◆ **Requirement**:
Copy each line exactly.

━━━━━━

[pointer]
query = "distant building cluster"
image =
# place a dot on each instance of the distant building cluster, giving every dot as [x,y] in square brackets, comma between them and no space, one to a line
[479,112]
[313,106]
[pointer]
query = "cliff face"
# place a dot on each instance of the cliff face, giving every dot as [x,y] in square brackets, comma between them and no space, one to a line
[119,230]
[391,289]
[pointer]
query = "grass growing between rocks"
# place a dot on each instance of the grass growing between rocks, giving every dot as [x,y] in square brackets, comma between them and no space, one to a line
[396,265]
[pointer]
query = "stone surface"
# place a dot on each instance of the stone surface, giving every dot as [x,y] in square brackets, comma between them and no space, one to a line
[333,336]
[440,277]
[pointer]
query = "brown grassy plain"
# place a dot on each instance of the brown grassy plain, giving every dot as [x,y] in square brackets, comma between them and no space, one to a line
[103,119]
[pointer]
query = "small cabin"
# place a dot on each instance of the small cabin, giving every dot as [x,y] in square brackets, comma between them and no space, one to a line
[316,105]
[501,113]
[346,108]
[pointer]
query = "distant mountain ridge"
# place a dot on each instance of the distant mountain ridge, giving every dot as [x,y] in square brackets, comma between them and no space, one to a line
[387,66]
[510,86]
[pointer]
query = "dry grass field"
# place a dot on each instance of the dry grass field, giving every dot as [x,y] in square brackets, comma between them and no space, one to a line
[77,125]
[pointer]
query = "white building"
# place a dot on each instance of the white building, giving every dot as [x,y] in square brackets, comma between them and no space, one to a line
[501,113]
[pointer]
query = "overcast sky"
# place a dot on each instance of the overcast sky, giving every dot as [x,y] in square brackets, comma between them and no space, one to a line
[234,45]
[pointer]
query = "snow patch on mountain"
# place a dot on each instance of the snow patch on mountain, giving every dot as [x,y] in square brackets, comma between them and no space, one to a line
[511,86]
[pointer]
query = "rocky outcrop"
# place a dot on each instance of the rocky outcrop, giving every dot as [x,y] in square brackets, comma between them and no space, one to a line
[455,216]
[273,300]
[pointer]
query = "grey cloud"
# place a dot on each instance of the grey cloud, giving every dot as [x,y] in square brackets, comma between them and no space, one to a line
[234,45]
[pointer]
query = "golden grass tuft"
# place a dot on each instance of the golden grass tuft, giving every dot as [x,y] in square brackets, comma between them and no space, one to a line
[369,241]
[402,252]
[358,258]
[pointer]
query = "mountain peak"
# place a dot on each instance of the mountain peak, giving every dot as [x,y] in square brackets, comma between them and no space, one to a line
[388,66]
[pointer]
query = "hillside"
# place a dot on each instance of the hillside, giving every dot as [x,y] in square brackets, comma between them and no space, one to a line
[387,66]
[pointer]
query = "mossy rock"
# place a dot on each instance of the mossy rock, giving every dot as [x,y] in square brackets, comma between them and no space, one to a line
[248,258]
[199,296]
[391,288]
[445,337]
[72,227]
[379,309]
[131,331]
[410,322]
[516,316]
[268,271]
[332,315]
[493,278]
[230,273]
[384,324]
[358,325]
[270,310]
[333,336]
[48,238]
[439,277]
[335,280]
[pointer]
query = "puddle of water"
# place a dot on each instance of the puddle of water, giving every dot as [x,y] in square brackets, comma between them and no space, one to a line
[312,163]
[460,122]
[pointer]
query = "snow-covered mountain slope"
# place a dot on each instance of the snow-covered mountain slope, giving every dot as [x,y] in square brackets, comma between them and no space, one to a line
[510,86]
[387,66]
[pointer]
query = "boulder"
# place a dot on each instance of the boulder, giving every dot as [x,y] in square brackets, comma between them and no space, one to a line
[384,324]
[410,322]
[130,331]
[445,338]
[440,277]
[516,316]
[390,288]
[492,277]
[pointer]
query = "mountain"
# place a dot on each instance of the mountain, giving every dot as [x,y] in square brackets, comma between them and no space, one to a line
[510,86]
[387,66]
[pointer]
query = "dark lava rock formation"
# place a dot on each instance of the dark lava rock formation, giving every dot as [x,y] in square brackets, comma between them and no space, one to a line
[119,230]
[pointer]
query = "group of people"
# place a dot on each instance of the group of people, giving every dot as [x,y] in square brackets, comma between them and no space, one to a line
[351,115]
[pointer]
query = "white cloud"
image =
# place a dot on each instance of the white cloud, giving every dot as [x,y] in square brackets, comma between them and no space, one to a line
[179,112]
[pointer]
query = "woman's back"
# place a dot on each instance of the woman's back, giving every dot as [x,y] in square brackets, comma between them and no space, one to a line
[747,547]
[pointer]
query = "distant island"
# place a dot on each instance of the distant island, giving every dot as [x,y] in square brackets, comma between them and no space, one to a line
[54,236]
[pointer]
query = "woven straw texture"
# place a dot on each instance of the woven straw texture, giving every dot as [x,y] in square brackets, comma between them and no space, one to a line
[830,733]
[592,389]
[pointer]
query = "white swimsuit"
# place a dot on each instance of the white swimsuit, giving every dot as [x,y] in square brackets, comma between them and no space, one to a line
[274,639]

━━━━━━

◆ **Written answer**:
[pointer]
query = "distant building cluster"
image =
# place a dot on each instance of the distant building cluster, giving every dot as [x,y] in square brackets, comma between them and no space, one to a line
[479,112]
[313,106]
[pointer]
query = "cliff face"
# place a dot on each instance of the cliff face, giving every dot as [x,y] in square brackets, comma between them and no space, one to a line
[119,230]
[391,289]
[pointer]
query = "grass growing between rocks"
# place a dot on each instance of the grass growing between rocks, giving every dot as [x,y] in square brackets, comma between them and no space, one to a line
[396,265]
[pointer]
query = "stone surface"
# place a dot on each instance of the stone surface, giving every dot as [x,y] in square brackets, comma between them and no space, one to a line
[333,336]
[440,277]
[pointer]
query = "brown grassy plain"
# place a dot on each instance of the brown grassy plain, giving every dot as [x,y] in square brackets, comma between them and no space, one to a line
[103,119]
[pointer]
query = "small cabin"
# place a dot on each instance of the small cabin, giving every dot as [x,y] in square brackets, comma between them and no space, one to a line
[316,105]
[501,113]
[346,108]
[pointer]
query = "distant mountain ridge"
# place a dot on each instance of the distant mountain ridge, giving every dot as [x,y] in square brackets, comma between them and no space, one to a line
[387,66]
[510,86]
[pointer]
query = "dry grass field"
# place a dot on each instance of the dry grass field, giving every dot as [x,y] in square brackets, comma between them and no space, one to a line
[77,125]
[pointer]
query = "white building"
# place a dot on each instance of the white building, giving every dot as [x,y] in square brackets, comma between them and no space, one to a line
[501,113]
[pointer]
query = "overcast sky"
# place a dot on each instance of the overcast sky, giving every dot as [x,y] in square brackets, comma between them and no space, one to a line
[234,45]
[pointer]
query = "snow patch on mountain"
# place a dot on each instance of the snow patch on mountain, giving every dot as [x,y] in square brackets, comma between them and no space, one to a line
[511,86]
[pointer]
query = "rocky outcrop"
# place a dot on each instance of the rocky outcrop, giving every dot as [x,y] in square brackets, comma between them and no space, one to a line
[455,216]
[273,300]
[pointer]
query = "grey cloud"
# place a dot on each instance of the grey cloud, giving every dot as [x,y] in square brackets, comma between them and no space, one to a line
[234,45]
[pointer]
query = "golden grass tuft"
# place a dot on each instance of the golden grass tuft, giving every dot as [x,y] in square brackets, comma between them and no space, one to a line
[369,241]
[402,252]
[358,258]
[pointer]
query = "mountain peak"
# place a dot on each instance of the mountain peak, giving every dot as [x,y] in square brackets, comma between them and no space, one to a line
[388,66]
[pointer]
query = "hillside"
# place a dot on each instance of the hillside, giving every dot as [x,y] in square brackets, comma between them and no space, one to a line
[387,66]
[pointer]
query = "mossy rock"
# place a dot on each instance of the mossy rock, giving every dot as [x,y] in square brackets, comma between them and no space, one to a line
[248,258]
[199,296]
[391,288]
[445,337]
[72,227]
[379,309]
[131,331]
[410,322]
[516,316]
[268,271]
[332,315]
[493,278]
[230,273]
[384,324]
[358,325]
[270,310]
[333,336]
[48,238]
[439,277]
[335,280]
[pointer]
query = "puddle of water"
# place a dot on each instance of the puddle of water, giving every dot as [x,y] in square brackets, comma between them and no space, one to a line
[312,163]
[460,122]
[pointer]
query = "snow-covered mountain slope"
# place a dot on each instance of the snow-covered mountain slope, giving every dot as [x,y] in square brackets, comma between them and no space, one to a line
[510,86]
[387,66]
[pointer]
query = "boulder"
# place a dot on each instance of the boulder, giving every dot as [x,y] in square brackets, comma between them and no space, one to a line
[384,324]
[410,322]
[130,331]
[445,338]
[440,277]
[516,316]
[390,288]
[492,277]
[pointer]
query = "mountain"
# place a dot on each instance of the mountain, giving every dot as [x,y] in square brackets, comma between them and no space, one to a line
[510,86]
[387,66]
[pointer]
query = "dark lava rock formation"
# place a dot on each instance of the dark lava rock formation, giving every dot as [x,y] in square brackets, comma between them and no space, one to a line
[119,230]
[pointer]
query = "group of people"
# place a dot on each instance of the group of people, giving every dot as [x,y] in square brackets, comma between them and no space, one to a line
[351,115]
[pointer]
query = "white cloud"
image =
# place a dot on each instance of the white cloud, giving every dot as [x,y] in square brackets, comma between them and no space, one to a line
[179,112]
[pointer]
query = "woman's back"
# place a dot on each instance of the woman's back, giving every dot as [x,y] in square brackets, comma between them and no space, one to a line
[747,547]
[pointer]
query = "distant island"
# place a dot on each instance of the distant island, giving every dot as [x,y] in square brackets, comma between them and no space, one to a line
[54,236]
[pointer]
query = "woven straw texture"
# place a dot on each instance of the woven straw texture, giving every dot as [x,y] in square brackets, comma between them and no space, one to a line
[830,733]
[592,389]
[pointer]
query = "white swimsuit"
# place a dot on each instance of the white swimsuit, giving every dot as [x,y] in square brackets, comma between them and no space, one to a line
[274,639]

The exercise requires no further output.